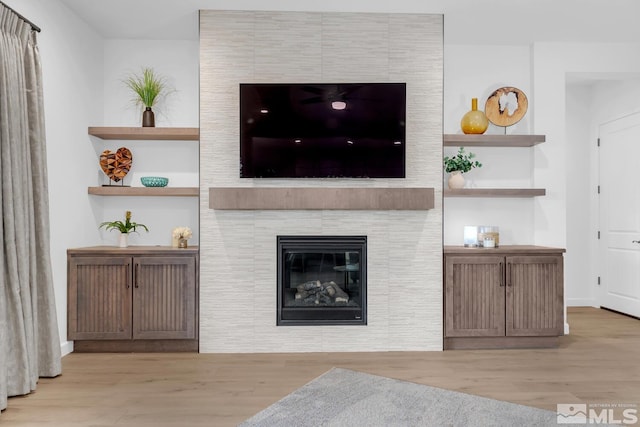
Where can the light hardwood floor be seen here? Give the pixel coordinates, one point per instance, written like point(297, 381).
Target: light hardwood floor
point(599, 362)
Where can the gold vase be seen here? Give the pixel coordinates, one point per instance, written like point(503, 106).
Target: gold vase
point(474, 122)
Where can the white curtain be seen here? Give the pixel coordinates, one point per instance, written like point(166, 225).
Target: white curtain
point(29, 341)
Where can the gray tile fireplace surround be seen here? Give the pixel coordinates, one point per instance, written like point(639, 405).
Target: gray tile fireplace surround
point(240, 218)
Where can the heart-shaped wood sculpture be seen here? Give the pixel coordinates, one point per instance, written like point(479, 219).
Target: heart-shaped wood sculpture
point(116, 165)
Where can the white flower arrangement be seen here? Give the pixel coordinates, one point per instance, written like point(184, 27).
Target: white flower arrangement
point(182, 233)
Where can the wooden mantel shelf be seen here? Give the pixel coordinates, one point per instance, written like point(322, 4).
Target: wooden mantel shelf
point(304, 198)
point(146, 133)
point(456, 140)
point(145, 191)
point(495, 192)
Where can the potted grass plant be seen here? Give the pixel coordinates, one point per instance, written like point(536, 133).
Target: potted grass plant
point(147, 87)
point(124, 227)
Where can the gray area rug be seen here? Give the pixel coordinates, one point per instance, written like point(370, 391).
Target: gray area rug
point(342, 397)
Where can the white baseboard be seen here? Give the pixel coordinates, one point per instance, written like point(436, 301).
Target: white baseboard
point(581, 302)
point(66, 348)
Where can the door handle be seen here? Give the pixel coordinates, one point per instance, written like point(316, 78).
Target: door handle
point(136, 278)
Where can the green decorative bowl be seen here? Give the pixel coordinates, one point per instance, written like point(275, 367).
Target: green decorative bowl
point(154, 181)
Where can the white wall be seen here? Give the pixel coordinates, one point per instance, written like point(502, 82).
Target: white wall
point(580, 190)
point(177, 61)
point(72, 72)
point(553, 62)
point(473, 71)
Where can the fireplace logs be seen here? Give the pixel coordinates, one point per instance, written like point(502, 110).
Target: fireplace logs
point(317, 293)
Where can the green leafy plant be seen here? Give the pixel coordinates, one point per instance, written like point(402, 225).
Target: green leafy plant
point(147, 86)
point(462, 162)
point(125, 227)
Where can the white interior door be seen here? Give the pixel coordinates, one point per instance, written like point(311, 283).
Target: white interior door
point(620, 215)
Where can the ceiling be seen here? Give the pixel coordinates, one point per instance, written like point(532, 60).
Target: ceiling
point(506, 22)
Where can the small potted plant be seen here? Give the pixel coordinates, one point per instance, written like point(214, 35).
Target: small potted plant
point(124, 228)
point(181, 235)
point(147, 87)
point(461, 163)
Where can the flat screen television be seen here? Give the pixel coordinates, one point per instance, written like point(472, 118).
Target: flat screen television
point(322, 130)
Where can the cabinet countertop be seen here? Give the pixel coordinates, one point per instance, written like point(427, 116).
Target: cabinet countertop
point(503, 250)
point(133, 250)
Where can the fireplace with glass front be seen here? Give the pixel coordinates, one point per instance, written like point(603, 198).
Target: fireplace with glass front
point(322, 280)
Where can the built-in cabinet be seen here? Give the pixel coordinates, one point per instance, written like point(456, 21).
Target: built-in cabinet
point(522, 141)
point(510, 296)
point(133, 299)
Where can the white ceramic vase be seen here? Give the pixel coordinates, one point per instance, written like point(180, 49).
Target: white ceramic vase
point(456, 180)
point(124, 240)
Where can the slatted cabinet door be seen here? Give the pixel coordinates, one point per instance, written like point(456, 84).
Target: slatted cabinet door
point(164, 298)
point(534, 296)
point(99, 298)
point(474, 296)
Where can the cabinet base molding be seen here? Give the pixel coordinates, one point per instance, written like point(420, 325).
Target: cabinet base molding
point(477, 343)
point(136, 346)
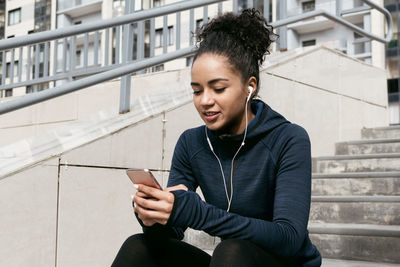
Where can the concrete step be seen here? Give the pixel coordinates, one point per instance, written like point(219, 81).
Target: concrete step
point(365, 242)
point(380, 210)
point(347, 263)
point(369, 183)
point(381, 132)
point(357, 163)
point(373, 146)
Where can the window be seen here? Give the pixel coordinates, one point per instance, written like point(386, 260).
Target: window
point(308, 6)
point(159, 37)
point(157, 3)
point(359, 48)
point(14, 16)
point(8, 93)
point(158, 68)
point(199, 23)
point(8, 69)
point(78, 57)
point(189, 61)
point(308, 43)
point(118, 3)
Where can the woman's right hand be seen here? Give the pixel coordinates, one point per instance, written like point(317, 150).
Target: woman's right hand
point(153, 205)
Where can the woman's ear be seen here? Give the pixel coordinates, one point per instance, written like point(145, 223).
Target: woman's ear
point(252, 82)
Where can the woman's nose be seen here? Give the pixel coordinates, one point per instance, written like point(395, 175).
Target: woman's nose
point(207, 98)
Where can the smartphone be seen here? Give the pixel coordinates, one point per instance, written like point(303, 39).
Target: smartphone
point(143, 176)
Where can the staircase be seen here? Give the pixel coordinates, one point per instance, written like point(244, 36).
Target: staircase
point(355, 210)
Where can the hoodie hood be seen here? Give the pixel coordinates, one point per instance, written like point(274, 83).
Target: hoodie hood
point(265, 120)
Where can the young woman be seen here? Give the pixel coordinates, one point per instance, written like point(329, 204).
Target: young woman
point(252, 165)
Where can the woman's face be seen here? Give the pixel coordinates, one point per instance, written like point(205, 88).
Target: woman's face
point(219, 94)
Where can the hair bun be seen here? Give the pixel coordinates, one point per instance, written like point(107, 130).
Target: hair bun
point(249, 28)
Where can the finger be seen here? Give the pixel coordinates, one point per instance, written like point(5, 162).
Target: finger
point(155, 193)
point(176, 187)
point(142, 195)
point(157, 205)
point(147, 215)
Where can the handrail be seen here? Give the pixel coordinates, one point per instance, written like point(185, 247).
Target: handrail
point(46, 36)
point(355, 28)
point(120, 71)
point(92, 80)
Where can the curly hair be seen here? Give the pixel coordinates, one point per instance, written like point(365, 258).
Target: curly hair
point(244, 39)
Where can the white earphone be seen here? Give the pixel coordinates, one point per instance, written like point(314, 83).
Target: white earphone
point(229, 198)
point(251, 91)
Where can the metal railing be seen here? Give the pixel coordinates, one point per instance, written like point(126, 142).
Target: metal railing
point(106, 47)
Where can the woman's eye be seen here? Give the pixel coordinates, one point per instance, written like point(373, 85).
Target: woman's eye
point(197, 92)
point(219, 90)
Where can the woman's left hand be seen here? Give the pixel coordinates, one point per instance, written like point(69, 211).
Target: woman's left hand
point(154, 205)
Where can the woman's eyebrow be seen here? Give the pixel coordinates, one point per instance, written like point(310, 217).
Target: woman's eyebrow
point(209, 82)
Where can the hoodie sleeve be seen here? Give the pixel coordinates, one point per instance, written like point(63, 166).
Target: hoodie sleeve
point(285, 234)
point(180, 174)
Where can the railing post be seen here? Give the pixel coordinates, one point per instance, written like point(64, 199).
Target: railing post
point(338, 8)
point(282, 14)
point(398, 53)
point(125, 89)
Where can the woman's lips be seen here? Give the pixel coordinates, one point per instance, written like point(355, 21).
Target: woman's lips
point(211, 115)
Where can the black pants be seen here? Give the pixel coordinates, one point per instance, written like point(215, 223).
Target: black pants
point(139, 251)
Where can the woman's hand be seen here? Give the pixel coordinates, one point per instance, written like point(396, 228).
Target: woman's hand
point(154, 205)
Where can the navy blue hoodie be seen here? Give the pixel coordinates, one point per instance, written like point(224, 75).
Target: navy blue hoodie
point(271, 185)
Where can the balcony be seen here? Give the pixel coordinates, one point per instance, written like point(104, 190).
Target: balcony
point(79, 8)
point(393, 47)
point(320, 23)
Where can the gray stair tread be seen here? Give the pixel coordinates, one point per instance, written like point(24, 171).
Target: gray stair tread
point(376, 198)
point(354, 229)
point(372, 141)
point(361, 156)
point(394, 127)
point(348, 263)
point(356, 175)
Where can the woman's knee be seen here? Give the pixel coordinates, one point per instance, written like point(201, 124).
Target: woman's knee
point(229, 246)
point(134, 241)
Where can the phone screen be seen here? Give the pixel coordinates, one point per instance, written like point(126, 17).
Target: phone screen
point(143, 176)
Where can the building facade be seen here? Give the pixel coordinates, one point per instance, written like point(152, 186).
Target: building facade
point(24, 17)
point(393, 63)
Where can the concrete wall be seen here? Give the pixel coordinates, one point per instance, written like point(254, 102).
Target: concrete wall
point(339, 97)
point(331, 95)
point(75, 209)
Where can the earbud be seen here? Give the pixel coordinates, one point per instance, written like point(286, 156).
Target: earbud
point(251, 91)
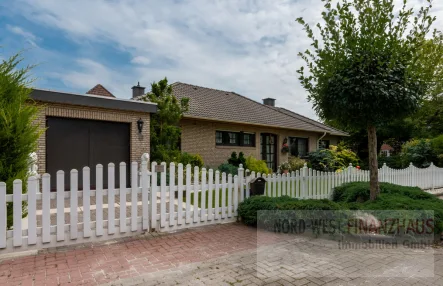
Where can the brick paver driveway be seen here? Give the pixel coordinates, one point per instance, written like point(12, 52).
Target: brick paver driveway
point(229, 254)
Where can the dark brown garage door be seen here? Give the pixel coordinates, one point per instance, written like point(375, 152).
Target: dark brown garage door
point(76, 143)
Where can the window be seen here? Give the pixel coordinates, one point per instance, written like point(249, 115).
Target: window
point(233, 138)
point(298, 146)
point(248, 139)
point(323, 144)
point(218, 138)
point(228, 138)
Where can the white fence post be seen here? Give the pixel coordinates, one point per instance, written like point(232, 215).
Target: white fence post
point(17, 212)
point(3, 215)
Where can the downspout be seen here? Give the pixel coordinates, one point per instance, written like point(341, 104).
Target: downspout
point(318, 141)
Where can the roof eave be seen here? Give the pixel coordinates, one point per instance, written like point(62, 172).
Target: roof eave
point(92, 101)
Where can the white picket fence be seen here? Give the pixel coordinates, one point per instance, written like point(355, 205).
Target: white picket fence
point(191, 197)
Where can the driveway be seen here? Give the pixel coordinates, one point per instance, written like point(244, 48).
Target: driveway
point(228, 254)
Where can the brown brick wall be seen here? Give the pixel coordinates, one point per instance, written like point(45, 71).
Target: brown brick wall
point(198, 137)
point(140, 143)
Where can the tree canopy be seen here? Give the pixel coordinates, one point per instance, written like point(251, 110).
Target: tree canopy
point(369, 66)
point(165, 129)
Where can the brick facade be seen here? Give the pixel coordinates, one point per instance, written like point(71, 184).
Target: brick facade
point(140, 143)
point(198, 137)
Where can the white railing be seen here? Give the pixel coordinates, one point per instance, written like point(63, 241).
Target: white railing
point(191, 197)
point(307, 183)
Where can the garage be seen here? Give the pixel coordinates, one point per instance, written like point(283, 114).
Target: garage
point(89, 129)
point(76, 143)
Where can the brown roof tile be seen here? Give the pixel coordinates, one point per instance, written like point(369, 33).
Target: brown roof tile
point(100, 90)
point(208, 103)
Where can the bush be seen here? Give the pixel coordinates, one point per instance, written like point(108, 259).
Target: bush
point(392, 197)
point(249, 209)
point(168, 156)
point(296, 163)
point(332, 159)
point(258, 166)
point(394, 162)
point(194, 160)
point(419, 152)
point(437, 147)
point(228, 169)
point(236, 161)
point(18, 134)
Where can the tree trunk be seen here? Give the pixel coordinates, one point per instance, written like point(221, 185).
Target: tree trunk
point(373, 162)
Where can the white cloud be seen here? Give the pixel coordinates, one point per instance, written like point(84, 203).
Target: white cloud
point(29, 37)
point(245, 46)
point(141, 60)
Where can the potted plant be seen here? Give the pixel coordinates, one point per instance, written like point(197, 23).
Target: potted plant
point(284, 168)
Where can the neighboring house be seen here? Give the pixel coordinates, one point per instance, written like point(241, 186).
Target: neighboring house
point(386, 150)
point(220, 122)
point(89, 129)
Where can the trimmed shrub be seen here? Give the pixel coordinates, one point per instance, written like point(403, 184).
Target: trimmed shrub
point(332, 159)
point(236, 161)
point(18, 134)
point(355, 196)
point(296, 163)
point(248, 209)
point(419, 152)
point(258, 166)
point(228, 169)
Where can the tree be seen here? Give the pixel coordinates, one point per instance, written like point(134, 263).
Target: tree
point(369, 67)
point(165, 129)
point(18, 134)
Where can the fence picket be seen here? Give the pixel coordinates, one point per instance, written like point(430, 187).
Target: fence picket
point(99, 200)
point(180, 195)
point(223, 190)
point(196, 193)
point(111, 198)
point(153, 199)
point(188, 193)
point(17, 212)
point(235, 195)
point(32, 210)
point(74, 204)
point(163, 196)
point(46, 207)
point(60, 205)
point(123, 192)
point(203, 196)
point(3, 215)
point(240, 179)
point(229, 195)
point(86, 203)
point(134, 196)
point(210, 191)
point(145, 194)
point(171, 193)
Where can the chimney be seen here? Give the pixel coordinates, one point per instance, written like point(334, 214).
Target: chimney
point(137, 91)
point(269, 101)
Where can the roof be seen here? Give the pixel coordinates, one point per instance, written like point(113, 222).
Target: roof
point(386, 147)
point(228, 106)
point(45, 95)
point(100, 90)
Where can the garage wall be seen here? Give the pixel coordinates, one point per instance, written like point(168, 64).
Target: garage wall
point(140, 143)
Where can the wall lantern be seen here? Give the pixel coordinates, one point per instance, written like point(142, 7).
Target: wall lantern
point(140, 125)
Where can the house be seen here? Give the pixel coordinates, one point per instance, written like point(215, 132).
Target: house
point(386, 150)
point(220, 122)
point(89, 129)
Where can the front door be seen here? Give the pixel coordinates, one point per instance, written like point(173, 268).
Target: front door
point(268, 149)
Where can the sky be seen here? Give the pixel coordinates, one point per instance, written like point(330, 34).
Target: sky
point(247, 46)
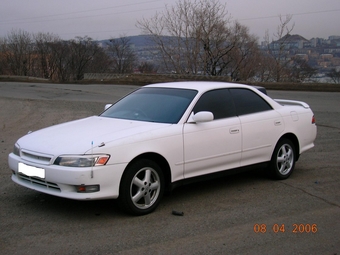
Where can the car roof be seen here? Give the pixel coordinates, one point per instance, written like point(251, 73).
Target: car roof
point(201, 86)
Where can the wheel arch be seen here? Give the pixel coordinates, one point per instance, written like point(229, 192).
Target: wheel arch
point(293, 138)
point(160, 160)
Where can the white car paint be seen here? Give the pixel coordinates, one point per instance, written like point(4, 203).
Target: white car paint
point(190, 149)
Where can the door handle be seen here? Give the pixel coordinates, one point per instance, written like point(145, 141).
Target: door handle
point(234, 131)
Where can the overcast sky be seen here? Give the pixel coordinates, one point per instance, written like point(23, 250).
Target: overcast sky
point(105, 19)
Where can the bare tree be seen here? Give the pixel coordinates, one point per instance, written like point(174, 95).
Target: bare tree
point(147, 67)
point(300, 70)
point(334, 75)
point(44, 65)
point(278, 49)
point(17, 51)
point(198, 36)
point(82, 50)
point(122, 55)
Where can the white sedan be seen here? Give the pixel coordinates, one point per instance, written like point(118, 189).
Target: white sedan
point(162, 135)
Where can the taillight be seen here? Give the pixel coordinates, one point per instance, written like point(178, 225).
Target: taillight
point(313, 119)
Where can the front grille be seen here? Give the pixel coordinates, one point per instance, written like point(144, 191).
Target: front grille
point(40, 182)
point(36, 157)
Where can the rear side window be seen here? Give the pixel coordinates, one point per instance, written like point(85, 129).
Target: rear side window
point(218, 101)
point(247, 102)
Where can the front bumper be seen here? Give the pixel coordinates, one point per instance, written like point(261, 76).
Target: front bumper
point(62, 181)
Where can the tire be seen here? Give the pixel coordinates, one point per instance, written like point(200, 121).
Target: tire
point(141, 188)
point(283, 160)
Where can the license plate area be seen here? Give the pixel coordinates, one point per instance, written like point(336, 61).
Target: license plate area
point(31, 171)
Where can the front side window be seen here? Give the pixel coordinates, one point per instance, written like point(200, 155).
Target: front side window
point(218, 101)
point(247, 101)
point(162, 105)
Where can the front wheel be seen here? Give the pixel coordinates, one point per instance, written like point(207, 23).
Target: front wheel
point(141, 188)
point(283, 160)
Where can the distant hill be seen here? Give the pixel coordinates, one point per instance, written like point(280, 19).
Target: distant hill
point(137, 40)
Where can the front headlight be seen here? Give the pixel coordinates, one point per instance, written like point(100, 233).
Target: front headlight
point(82, 161)
point(16, 150)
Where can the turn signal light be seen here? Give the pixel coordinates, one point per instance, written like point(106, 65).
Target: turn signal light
point(88, 188)
point(313, 119)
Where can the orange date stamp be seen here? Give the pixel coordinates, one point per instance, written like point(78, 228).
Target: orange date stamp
point(282, 228)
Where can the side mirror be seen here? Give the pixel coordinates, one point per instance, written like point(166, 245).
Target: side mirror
point(201, 117)
point(107, 106)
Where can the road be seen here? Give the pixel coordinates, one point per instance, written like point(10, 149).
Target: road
point(241, 214)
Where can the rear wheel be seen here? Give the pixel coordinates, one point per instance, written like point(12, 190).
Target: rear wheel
point(142, 187)
point(283, 160)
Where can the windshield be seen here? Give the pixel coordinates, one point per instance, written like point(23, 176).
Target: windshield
point(163, 105)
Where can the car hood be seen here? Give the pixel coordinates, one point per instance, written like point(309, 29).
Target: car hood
point(80, 136)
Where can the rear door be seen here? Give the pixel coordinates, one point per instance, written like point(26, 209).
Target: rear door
point(215, 145)
point(261, 126)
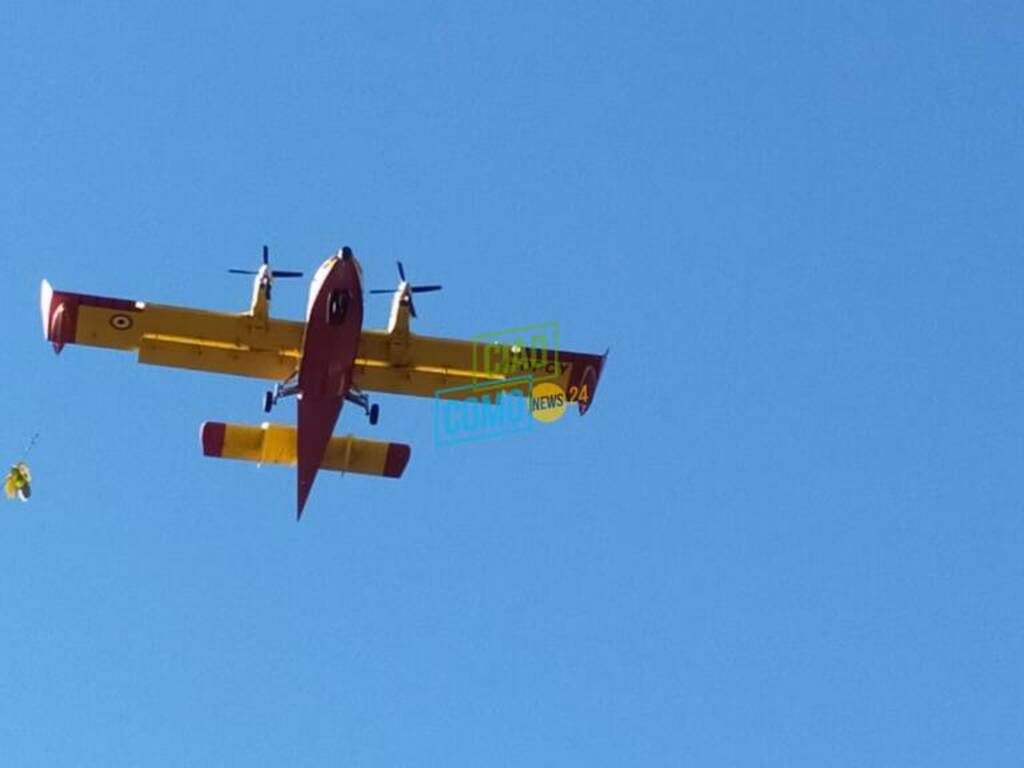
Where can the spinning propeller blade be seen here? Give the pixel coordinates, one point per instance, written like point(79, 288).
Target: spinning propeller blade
point(410, 288)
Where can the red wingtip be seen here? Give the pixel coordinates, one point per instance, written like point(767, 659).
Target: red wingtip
point(397, 458)
point(590, 377)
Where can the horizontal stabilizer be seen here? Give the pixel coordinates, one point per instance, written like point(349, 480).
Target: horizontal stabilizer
point(274, 443)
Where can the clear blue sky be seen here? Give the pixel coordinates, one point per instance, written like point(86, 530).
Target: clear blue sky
point(788, 532)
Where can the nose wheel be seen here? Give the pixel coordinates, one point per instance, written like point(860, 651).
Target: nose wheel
point(286, 389)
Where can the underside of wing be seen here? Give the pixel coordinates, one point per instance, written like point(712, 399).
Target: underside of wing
point(453, 369)
point(275, 443)
point(163, 335)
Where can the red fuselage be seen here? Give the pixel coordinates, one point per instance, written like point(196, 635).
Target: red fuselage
point(334, 322)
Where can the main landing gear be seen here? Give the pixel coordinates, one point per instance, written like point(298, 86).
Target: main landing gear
point(359, 398)
point(290, 387)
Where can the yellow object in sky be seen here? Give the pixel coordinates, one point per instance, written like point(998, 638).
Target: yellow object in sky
point(17, 482)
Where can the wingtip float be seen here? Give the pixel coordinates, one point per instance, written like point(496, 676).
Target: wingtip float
point(327, 359)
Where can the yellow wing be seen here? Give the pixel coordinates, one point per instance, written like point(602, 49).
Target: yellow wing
point(454, 369)
point(396, 361)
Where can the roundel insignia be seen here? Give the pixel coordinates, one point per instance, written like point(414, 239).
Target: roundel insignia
point(121, 322)
point(548, 402)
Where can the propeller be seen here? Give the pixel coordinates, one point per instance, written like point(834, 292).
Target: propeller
point(410, 288)
point(272, 272)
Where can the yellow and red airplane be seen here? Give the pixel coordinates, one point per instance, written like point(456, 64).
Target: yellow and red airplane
point(325, 360)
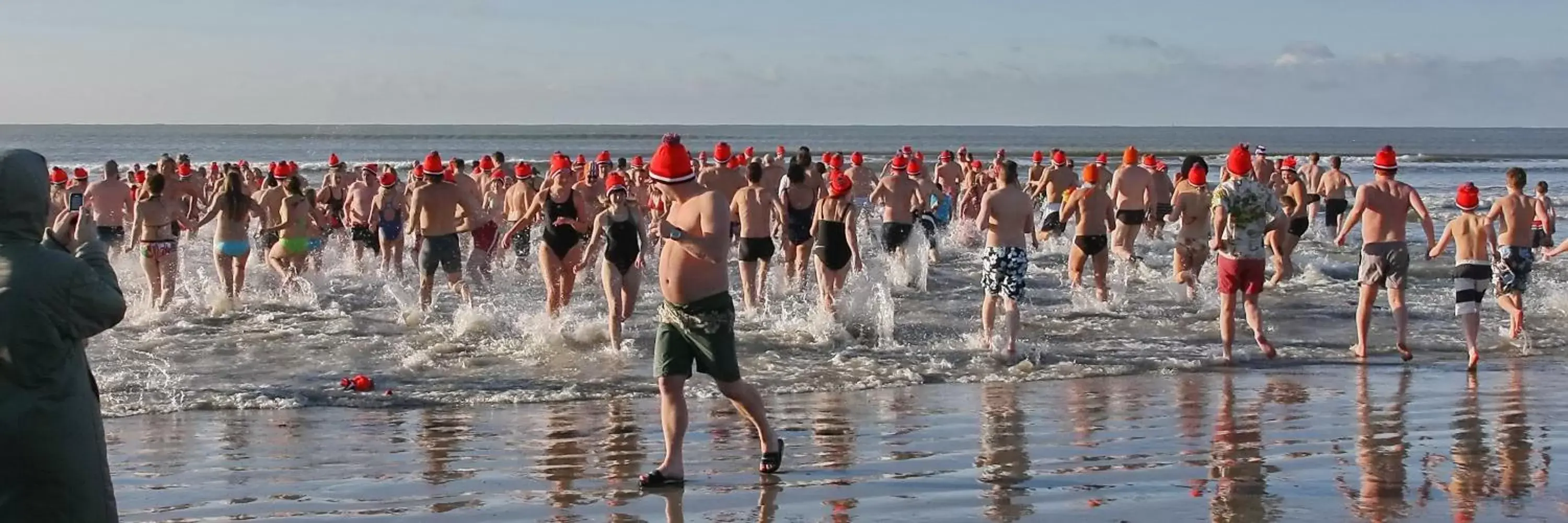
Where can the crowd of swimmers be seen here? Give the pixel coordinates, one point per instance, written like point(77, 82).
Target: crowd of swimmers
point(800, 206)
□ □ □ □
**WRITTEN REQUEST:** Copy the items above word for word, starting at the beginning of the items and stopping after the line containing "point(116, 165)". Leave the pictures out of your copy.

**EXERCISE RESPONSE:**
Where can the light hardwood floor be seen here? Give the pixel coordinates, one point per instance, written like point(297, 381).
Target: light hardwood floor
point(599, 362)
Where can the gold vase be seen here? Give the pixel coordinates, one point per instance, written like point(503, 106).
Target: gold vase
point(474, 122)
Where can the white curtain be seen here? Give the pixel coordinates, one point per instance, written like point(166, 225).
Target: white curtain
point(29, 341)
Where can the gray tile fireplace surround be seen here? Give the pixel coordinates, one point per instance, written like point(639, 405).
Target: gray tile fireplace surround
point(240, 218)
Where can the heart-shaped wood sculpture be seen here? Give the pixel coordinates, one point per instance, written like point(479, 219).
Target: heart-shaped wood sculpture
point(116, 165)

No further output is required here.